[Stored data entries]
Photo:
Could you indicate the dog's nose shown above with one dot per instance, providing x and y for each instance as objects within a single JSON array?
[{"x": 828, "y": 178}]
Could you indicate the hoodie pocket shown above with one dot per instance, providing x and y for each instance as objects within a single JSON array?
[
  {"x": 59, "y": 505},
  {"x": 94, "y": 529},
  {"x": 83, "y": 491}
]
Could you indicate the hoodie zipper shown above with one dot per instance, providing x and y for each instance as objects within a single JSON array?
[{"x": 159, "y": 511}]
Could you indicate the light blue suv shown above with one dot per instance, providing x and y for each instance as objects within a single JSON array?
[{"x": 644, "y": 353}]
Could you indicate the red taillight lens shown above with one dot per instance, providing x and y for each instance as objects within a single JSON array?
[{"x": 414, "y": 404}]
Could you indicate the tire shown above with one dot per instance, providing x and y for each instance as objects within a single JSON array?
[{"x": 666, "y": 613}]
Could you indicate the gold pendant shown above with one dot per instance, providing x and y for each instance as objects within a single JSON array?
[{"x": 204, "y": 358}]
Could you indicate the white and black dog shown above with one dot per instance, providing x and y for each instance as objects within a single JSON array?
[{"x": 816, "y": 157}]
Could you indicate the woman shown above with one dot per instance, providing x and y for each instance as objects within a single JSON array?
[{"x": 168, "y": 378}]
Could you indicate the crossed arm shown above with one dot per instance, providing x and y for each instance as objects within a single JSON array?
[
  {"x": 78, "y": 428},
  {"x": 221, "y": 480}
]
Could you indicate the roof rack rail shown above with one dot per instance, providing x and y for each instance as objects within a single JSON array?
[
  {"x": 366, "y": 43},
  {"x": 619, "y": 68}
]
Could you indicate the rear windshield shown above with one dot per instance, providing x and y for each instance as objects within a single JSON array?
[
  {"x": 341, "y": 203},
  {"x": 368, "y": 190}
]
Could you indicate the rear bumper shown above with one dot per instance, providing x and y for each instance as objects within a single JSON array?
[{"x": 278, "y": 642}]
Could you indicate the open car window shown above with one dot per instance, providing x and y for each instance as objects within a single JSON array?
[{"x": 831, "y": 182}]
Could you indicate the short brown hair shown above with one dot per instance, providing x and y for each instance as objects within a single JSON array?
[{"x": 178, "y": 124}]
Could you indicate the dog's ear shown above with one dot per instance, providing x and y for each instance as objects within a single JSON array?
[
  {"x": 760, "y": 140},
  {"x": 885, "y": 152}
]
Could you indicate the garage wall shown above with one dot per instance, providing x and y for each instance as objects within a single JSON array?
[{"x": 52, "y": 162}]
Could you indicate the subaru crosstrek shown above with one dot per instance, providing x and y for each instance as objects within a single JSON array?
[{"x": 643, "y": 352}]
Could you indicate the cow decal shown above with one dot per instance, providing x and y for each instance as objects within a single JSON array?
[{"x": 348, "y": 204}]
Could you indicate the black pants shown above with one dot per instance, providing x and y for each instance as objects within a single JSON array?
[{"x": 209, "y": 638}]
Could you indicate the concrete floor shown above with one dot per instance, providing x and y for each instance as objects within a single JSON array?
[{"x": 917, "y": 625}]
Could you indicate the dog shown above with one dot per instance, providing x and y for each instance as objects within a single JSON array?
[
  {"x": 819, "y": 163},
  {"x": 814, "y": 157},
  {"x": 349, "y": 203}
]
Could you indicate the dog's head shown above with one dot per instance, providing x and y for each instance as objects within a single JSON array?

**Work to complete:**
Reprint the entries above in full, exactly as they are.

**Output:**
Photo:
Could you indicate the dog's nose shown above with one dot per instance, providing x and y for each instance as objects within a single JSON array?
[{"x": 828, "y": 178}]
Could you indicate the hoodie pocket shown above with one dot per instance, providing x and y for each instance as objects within a single JSON array?
[
  {"x": 59, "y": 505},
  {"x": 94, "y": 529},
  {"x": 83, "y": 491}
]
Could you indicate the hoodie zipper shown above with one dot per instance, providing x and y for each instance as objects within a single JSON array?
[{"x": 159, "y": 511}]
Could you indicate the light blue suv shown above with one dot per instance, providing x and y for each instance as objects within a single JSON array?
[{"x": 644, "y": 353}]
Could you indicate the red taillight lens shown above with one dot per instance, providing x and y for each instance as objects within a single JSON array?
[{"x": 414, "y": 404}]
Could you indicate the tire shown above with one dot per instance, providing x and y for each instance as objects within a single JSON array?
[{"x": 666, "y": 613}]
Could you indicate the gold pendant shown above with one dot per instance, providing x and y for each instance as objects within a single JSON array?
[{"x": 204, "y": 358}]
Could you indicate the white and black dog shown above with one dot per instance, providing x and y for each instance as objects within a single JSON array?
[{"x": 816, "y": 157}]
Could you indicate the woman shown above with one dot per instance, providing x and y for each instance as objects within a single JSON array?
[{"x": 168, "y": 378}]
Could you indicate the crossed arm shown above with one dot per instance, providing x and y for each instance as objects within a single JSON array?
[
  {"x": 78, "y": 428},
  {"x": 221, "y": 480}
]
Could you indicate the roof rack rail shown above with one dot per instance, providing x and y for each instance as objects within a single JSON array?
[
  {"x": 366, "y": 43},
  {"x": 619, "y": 68}
]
Could you indicate the rear windshield shown above with one dot per instance, providing x and y for each instance as objects within a single JSON array?
[
  {"x": 341, "y": 203},
  {"x": 368, "y": 190}
]
Could you indicate the rear bumper shown above with one dot per instance, providing x and y for each instance as objects within a single JSON array?
[{"x": 278, "y": 642}]
Could you indicate the open car window shown above with one dot per instance, providing x and y for each instance as objects within a single JSON array?
[{"x": 831, "y": 182}]
Could you indicate the short brown hair shown above with one dot per instance, providing x and y for each instance as objects within a single JSON array?
[{"x": 178, "y": 124}]
Could you indicate the dog's ear shown above with one dot per instance, providing x and y for each instance as objects within a single JSON array?
[
  {"x": 760, "y": 140},
  {"x": 885, "y": 152}
]
Could you indicate the garage wall shown above with one dot per instance, providing x and y for each instance as objects within a single JSON array?
[{"x": 52, "y": 162}]
Could you indicate the subaru crosstrek shown above with one dot per instance, providing x and y for each instance as objects within a single JSON array?
[{"x": 643, "y": 352}]
Could you indicate the cow decal shown above with one dot per instance, providing x and y for each instance as objects within a single JSON array?
[{"x": 348, "y": 204}]
Could you indicate the black pants shown above with one dot per instance, providing x and y for each instance as objects within a single JSON array?
[{"x": 209, "y": 638}]
Could you indicate the concrete floor shown above with one dot per instance, providing x and y for each instance as objects within a single JSON array?
[{"x": 917, "y": 625}]
Could you indicate the dog shown above with one dot per instance, providing x and y for each instance as objects within a single JSON array?
[
  {"x": 819, "y": 163},
  {"x": 814, "y": 157},
  {"x": 349, "y": 203}
]
Could you indicate the dog's head shown above with one dot per instance, providing x and y for each instance as objects within a single JSON array?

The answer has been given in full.